AIM OF THE TASK: Go through the entries below. Copy each line in which "query" appears.

★ ★ ★ ★

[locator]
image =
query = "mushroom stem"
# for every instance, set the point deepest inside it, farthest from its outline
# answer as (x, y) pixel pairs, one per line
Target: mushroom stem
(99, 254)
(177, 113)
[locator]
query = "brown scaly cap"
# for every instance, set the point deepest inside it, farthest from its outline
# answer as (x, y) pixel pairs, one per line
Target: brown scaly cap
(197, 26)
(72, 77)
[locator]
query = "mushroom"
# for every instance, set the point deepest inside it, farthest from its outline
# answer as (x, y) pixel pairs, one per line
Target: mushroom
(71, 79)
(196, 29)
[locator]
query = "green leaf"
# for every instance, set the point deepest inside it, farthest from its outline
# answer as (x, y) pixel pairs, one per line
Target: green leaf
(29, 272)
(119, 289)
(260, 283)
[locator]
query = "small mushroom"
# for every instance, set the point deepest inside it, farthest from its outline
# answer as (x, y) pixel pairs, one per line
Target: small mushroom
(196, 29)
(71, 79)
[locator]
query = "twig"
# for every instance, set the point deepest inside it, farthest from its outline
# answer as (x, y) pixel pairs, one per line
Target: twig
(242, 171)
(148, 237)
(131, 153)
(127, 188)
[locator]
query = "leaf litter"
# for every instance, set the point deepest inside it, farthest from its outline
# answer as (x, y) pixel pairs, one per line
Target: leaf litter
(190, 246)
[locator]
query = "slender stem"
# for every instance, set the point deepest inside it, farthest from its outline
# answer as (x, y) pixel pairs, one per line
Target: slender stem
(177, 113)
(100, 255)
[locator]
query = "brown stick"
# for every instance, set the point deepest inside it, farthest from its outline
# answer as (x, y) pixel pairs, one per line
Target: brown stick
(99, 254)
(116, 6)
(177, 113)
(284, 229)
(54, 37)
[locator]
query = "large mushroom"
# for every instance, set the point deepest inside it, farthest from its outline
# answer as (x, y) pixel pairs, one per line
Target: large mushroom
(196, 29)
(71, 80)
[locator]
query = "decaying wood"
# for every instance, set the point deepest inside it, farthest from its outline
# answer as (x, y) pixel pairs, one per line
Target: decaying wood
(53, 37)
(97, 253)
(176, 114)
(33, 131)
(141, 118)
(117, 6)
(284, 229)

★ ★ ★ ★

RESULT BELOW:
query = "mushroom stem"
query = "brown scaly cap"
query = "mushroom"
query = "green leaf"
query = "small mushroom"
query = "twig"
query = "leaf litter"
query = "slender stem"
query = "brown stick"
query = "large mushroom"
query = "decaying wood"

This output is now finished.